He said the best way to stop ex-governors from receiving bogus pensions was to get the various Houses of Assembly to repeal the enabling laws.
Ozekhome said, “Constitutionally, any ex-convict cannot hold public office for life except he is given amnesty or pardon. But that has nothing to do with pension of a governor which is embedded in a state law
“It is clear that it is immoral and unethical for an ex-convict governor to receive pension funds and it is also immoral for an ex-governor whether ex-convict or not, who is now a senator or minister to receive salary and pension at the same time.
“So, the act suffers from moral turpitude but it has no legal or constitutional connotation such as to prevent such a governor from earning such pension. The best way to deal with it is to mount pressure through advocacy or some citizens of the state to press on the House of Assembly to repeal such obnoxious laws. They are not good for the country. They bleed us financially, economically and ethically.”

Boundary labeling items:
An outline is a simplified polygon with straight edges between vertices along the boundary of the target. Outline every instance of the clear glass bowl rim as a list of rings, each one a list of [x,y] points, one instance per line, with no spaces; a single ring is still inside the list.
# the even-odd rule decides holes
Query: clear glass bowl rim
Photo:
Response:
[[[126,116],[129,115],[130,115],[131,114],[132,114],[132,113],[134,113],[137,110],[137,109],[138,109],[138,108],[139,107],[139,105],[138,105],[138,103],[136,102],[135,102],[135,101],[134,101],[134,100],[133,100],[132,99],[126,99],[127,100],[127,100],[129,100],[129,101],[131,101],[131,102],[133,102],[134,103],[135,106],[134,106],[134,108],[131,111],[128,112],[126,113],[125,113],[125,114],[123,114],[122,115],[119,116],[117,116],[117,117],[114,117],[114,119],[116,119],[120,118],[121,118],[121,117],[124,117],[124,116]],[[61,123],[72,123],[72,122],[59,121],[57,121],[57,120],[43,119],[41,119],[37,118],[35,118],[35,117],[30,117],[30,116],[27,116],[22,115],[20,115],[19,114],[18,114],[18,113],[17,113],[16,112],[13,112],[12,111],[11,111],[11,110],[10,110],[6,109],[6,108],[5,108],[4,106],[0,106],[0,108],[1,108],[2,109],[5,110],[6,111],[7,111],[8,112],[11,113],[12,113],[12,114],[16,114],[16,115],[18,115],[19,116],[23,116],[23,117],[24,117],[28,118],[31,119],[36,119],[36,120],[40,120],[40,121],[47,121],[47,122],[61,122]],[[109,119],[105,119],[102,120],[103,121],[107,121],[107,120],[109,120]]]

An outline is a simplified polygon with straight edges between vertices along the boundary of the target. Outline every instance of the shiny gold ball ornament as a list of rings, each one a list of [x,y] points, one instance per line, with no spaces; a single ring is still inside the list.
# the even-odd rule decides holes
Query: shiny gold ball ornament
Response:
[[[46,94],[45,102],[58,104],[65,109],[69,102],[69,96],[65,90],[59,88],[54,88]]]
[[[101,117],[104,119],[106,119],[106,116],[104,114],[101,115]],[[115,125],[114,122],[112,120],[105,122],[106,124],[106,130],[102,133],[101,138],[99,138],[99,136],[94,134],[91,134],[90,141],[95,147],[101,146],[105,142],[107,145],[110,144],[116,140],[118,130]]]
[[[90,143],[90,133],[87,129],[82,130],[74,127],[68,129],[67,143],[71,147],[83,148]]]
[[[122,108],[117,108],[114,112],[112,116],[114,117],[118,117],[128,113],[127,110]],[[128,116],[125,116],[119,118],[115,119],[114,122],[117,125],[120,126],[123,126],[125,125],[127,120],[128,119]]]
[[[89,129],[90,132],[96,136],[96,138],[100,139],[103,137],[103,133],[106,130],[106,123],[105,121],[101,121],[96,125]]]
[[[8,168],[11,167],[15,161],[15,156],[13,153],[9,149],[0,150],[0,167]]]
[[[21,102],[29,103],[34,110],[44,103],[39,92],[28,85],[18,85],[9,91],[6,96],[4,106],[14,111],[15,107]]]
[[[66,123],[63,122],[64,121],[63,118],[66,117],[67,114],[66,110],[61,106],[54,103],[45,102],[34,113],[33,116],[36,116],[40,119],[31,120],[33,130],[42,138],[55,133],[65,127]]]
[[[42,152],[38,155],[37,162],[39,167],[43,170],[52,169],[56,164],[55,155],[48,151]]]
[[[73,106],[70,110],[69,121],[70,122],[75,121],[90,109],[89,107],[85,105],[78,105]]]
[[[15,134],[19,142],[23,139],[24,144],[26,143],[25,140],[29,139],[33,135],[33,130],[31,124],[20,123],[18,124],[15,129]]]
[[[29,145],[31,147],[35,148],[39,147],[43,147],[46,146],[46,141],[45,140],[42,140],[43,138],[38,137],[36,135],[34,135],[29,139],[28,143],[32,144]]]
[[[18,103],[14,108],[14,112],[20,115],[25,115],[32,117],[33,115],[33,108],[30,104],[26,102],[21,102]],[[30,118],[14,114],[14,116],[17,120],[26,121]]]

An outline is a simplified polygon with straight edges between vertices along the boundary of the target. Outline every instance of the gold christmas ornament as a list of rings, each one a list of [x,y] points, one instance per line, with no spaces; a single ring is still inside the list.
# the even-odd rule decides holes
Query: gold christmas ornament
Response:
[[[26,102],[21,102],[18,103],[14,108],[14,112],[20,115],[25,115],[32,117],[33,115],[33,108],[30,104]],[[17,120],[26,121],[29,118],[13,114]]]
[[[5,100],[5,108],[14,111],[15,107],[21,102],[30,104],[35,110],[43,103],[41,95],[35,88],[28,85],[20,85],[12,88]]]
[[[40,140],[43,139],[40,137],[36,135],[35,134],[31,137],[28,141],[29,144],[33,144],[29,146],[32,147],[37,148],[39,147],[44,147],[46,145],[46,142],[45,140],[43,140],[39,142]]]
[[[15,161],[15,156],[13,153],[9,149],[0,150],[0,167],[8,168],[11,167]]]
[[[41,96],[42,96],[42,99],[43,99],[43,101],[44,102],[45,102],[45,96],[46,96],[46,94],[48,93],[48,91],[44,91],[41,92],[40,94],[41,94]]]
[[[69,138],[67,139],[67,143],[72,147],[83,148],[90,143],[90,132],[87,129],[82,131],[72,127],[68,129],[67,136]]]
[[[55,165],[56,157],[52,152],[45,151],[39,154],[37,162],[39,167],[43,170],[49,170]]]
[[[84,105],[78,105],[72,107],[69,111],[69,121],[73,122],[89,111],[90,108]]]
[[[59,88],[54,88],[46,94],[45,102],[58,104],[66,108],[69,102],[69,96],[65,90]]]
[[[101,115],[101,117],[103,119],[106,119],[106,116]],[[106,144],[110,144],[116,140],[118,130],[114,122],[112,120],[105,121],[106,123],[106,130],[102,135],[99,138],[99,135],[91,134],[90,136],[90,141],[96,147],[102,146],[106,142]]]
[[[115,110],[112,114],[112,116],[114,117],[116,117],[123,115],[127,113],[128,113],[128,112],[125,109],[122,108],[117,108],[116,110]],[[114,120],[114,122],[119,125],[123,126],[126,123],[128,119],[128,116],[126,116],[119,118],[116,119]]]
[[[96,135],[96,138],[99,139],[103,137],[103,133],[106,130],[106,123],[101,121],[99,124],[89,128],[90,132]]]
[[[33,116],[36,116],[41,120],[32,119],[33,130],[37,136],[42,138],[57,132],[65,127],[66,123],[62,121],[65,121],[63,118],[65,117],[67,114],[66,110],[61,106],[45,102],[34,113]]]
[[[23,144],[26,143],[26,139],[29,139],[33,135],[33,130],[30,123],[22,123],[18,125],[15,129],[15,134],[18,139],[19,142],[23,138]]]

Short problem A: In the passage on ex-governor pensions, in what three ways does Ozekhome say such laws bleed the country?
Short problem B: Pick up the passage on ex-governor pensions after its final sentence and keep writing.

Exercise answer A: Financially, economically and ethically.

Exercise answer B:
Lawyer, Jiti Ogunye, said it was tragic for ex-governors who had been convicted for stealing from the state’s treasury to be rewarded with life pensions.
Ogunye, however, noted that there was a need to repeal the pension laws for ex-governors rather than just single out those who are ex-convicts.
The lawyer said, “My substantive view, however, is that this law in all these states ought to be fundamentally modified or repealed all together. If we are going for modification, then the benefits that should be paid should be nominal and symbolic. It makes no sense paying allowances to an ex-governor at the same rate of that of the sitting governor. So, that law has made perpetual governors. All these laws should be repealed
“It becomes double jeopardy for an ex-convict who cannot contest for 10 years to now be remunerated particularly if the ex-governor was convicted for the crime he committed as a trustee of the treasury of the state. If after being convicted, why should that state, the trust of whom he had abused, continue to pay?”
The Civil Society Legislative Advocacy Centre, which is the Nigerian chapter of Transparency International, stated that there was a need to make political office less attractive.
The Executive Director, CSLAC, Auwal Rafsanjani, said, “There is a need to have a review of pension given to political office holders. It is not fair that because you have served as governor for four or eight years, you leave office with humongous packages at a time when salaries are being owed.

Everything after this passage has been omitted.